Wednesday, May 4, 2011

April Holiday: Spain: Cordoba (the Mezquita)

Almost done, I promise!
On Friday, the day after we had been to the Alhambra, we packed up and headed to Cordoba.  This was possibly the place I was the most excited about going on our entire trip.  In senior year, I had chosen to do a senior project on Islamic geometry and the history of the Cordoba Caliphate - the period of Muslim rule in Spain.  My project advisor and I spent hours looking at photos of the Mezquita and reading Arabic poetry about the structure of the universe.  We read about the culture of tolerance for the other "peoples of the book" that was destroyed in the Spanish Inquisition.  We talked about the Greek works translated into Arabic and brought back to Europe and about the origins of flamenco.  I wrote a paper on the mosque, or the Mezquita.  And to actually see it was incredible.

> **Tasks and exercises**:
1. Please list every place named in the Cordoba travel post.
2. Write the next few sentences of the Cordoba travel post, picking up after its last sentence.

> **Information supplied**:
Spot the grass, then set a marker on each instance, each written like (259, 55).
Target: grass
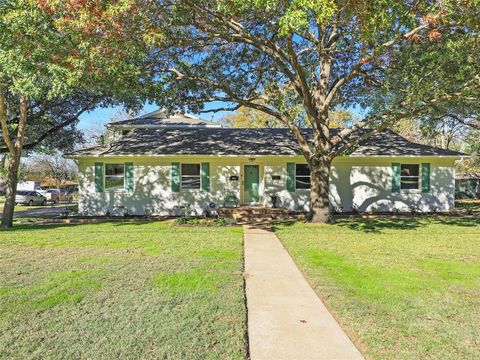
(403, 289)
(121, 290)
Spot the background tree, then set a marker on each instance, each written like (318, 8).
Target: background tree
(51, 166)
(393, 59)
(52, 51)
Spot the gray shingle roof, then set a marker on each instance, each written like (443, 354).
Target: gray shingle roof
(160, 119)
(231, 141)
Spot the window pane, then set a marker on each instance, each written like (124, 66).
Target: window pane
(191, 169)
(114, 169)
(409, 183)
(302, 182)
(409, 169)
(190, 182)
(302, 169)
(114, 176)
(114, 182)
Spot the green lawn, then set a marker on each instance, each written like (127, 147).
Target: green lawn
(403, 289)
(121, 291)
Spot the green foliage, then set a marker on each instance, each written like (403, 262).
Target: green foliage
(194, 221)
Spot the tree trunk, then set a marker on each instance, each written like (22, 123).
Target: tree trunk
(15, 149)
(319, 190)
(11, 189)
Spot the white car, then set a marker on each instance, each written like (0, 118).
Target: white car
(56, 196)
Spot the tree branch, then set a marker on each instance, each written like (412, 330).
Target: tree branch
(3, 121)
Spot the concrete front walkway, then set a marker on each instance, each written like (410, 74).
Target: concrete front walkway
(286, 319)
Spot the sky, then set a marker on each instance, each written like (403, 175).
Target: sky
(99, 117)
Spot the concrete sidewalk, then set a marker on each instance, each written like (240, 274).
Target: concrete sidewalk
(286, 319)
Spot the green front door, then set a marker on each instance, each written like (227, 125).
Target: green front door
(251, 183)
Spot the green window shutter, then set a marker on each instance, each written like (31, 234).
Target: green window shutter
(175, 177)
(291, 177)
(205, 173)
(425, 177)
(129, 176)
(98, 177)
(395, 177)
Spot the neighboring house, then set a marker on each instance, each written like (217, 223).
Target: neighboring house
(167, 166)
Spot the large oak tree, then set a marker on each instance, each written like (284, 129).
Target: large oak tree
(62, 56)
(394, 59)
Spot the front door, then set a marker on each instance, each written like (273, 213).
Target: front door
(251, 184)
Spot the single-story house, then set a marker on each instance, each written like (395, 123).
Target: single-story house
(467, 186)
(169, 166)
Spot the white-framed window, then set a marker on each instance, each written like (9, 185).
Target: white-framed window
(302, 176)
(190, 176)
(409, 176)
(114, 176)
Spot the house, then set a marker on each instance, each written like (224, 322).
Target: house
(172, 165)
(467, 186)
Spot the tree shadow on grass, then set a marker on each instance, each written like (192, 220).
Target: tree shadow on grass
(379, 224)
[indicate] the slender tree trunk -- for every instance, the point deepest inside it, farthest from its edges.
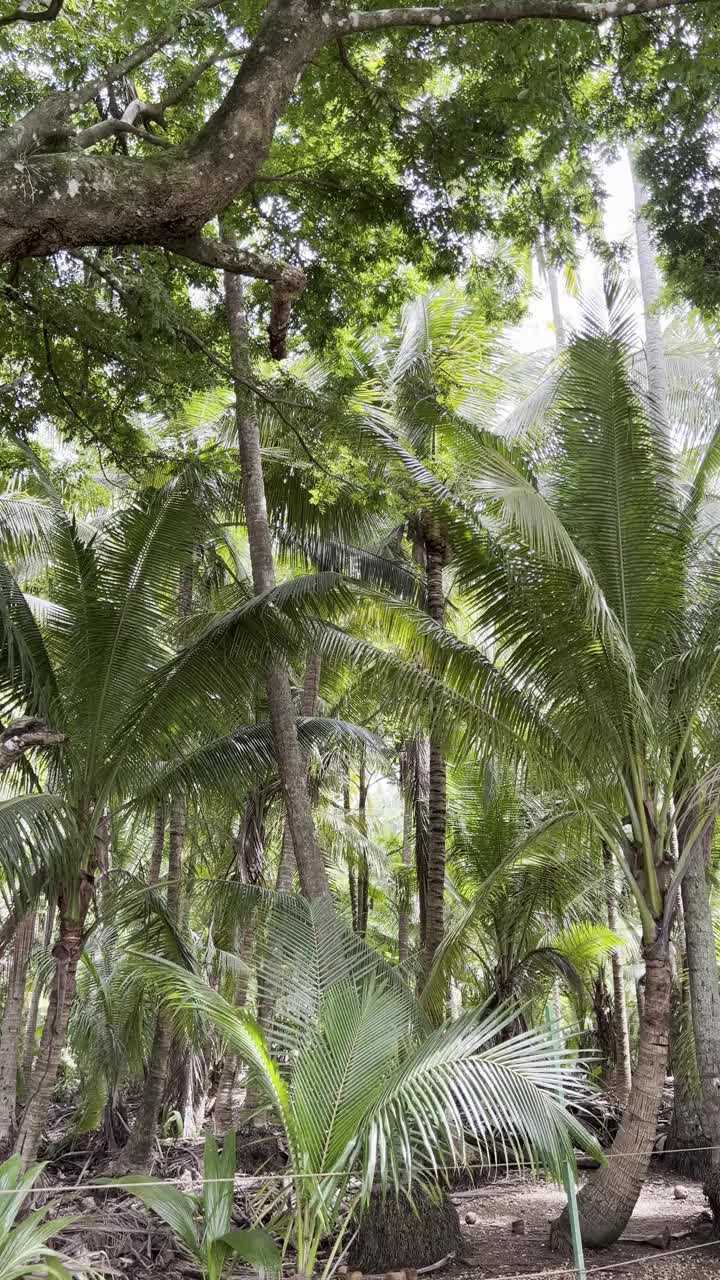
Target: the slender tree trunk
(31, 1025)
(67, 952)
(609, 1197)
(705, 991)
(249, 863)
(158, 846)
(554, 289)
(621, 1034)
(10, 1031)
(363, 872)
(308, 704)
(404, 909)
(422, 830)
(650, 289)
(310, 865)
(137, 1155)
(351, 872)
(436, 553)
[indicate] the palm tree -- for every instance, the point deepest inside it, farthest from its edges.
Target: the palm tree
(365, 1091)
(86, 664)
(583, 576)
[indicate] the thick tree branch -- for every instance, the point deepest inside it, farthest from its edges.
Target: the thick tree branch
(287, 280)
(46, 14)
(18, 737)
(50, 201)
(112, 128)
(566, 10)
(49, 119)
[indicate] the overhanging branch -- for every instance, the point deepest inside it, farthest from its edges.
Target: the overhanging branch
(565, 10)
(48, 14)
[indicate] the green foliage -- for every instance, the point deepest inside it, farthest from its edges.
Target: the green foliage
(367, 1093)
(203, 1225)
(23, 1244)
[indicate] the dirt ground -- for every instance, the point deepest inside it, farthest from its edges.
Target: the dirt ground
(493, 1249)
(117, 1235)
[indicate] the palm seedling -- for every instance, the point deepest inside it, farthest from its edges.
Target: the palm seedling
(23, 1246)
(203, 1225)
(367, 1092)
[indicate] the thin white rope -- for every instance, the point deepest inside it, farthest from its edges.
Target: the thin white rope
(609, 1266)
(288, 1175)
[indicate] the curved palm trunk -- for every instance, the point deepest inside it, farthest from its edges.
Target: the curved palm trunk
(705, 993)
(363, 903)
(67, 952)
(308, 703)
(37, 988)
(650, 289)
(139, 1151)
(310, 865)
(621, 1034)
(404, 910)
(10, 1031)
(609, 1197)
(437, 780)
(422, 832)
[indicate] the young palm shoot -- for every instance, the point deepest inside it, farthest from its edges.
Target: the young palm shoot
(367, 1092)
(203, 1224)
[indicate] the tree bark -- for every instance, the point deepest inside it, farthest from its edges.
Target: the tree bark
(436, 554)
(621, 1034)
(650, 289)
(67, 952)
(422, 830)
(310, 865)
(37, 987)
(610, 1194)
(10, 1032)
(158, 846)
(137, 1155)
(308, 704)
(363, 903)
(702, 984)
(404, 906)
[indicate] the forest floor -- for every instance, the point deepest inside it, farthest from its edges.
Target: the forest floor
(506, 1234)
(495, 1248)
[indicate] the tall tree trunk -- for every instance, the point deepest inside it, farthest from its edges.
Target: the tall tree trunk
(310, 865)
(37, 987)
(67, 952)
(404, 894)
(137, 1155)
(422, 830)
(650, 289)
(436, 554)
(158, 846)
(621, 1034)
(249, 850)
(610, 1194)
(363, 871)
(10, 1031)
(554, 289)
(308, 704)
(703, 988)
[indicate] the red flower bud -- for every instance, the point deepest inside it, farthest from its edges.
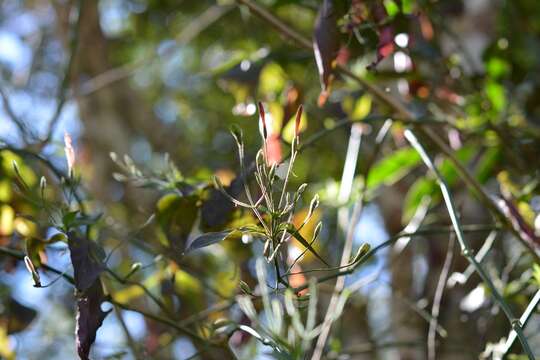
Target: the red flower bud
(298, 118)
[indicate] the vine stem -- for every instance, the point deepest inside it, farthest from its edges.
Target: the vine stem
(465, 248)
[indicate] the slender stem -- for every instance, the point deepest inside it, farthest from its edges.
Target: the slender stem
(465, 249)
(402, 113)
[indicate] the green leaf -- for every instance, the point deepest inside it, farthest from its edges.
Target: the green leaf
(207, 240)
(428, 187)
(176, 215)
(306, 243)
(393, 167)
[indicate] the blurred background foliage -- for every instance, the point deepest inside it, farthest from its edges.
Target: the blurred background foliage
(157, 84)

> **Solved tasks**:
1. Spain, Cordoba, the Mezquita, the Alhambra, Europe

2.
We visited the Mezquita on Saturday, and it took my breath away.  Thousands of red-and-white striped double arches stretching into infinity in the hugeness of the space.  There was none of the intricate stucco-work or zellij we saw at the Alhambra or in Fes - this was a kind of grandeur and simplicity I'd never seen before.
Nothing really prepares you for going in.  The vaulted ceilings and the arches make the space feel huge - I've been in an awful lot of churches with vaulted ceilings and stained glass reaching to the sky, but I've never felt so small in a building in my entire life.  There were easily a thousand people or more in the mosque, but it was easy to feel like you were maybe the only one there.
The Mezquita was built on what had once been a Visigoth Cathedral, which had been built on the site of a Roman temple, which had been built on what some believe to be a holy pagan site with standing stones.  The Ummayads, who built the mosque, borrowed heavily from the Roman ruins around Cordoba (which had once been a Roman outpost), taking capitals and columns and even the arches from aqueducts.  When they expanded the mosque and had no more Roman capitals and columns, they fake-antiqued some of their materials to look like they had come from Roman sites.  Even the red-and-white stripe pattern on the arches - done in alternating shades of brick - was inspired by the vestiges of Roman architecture.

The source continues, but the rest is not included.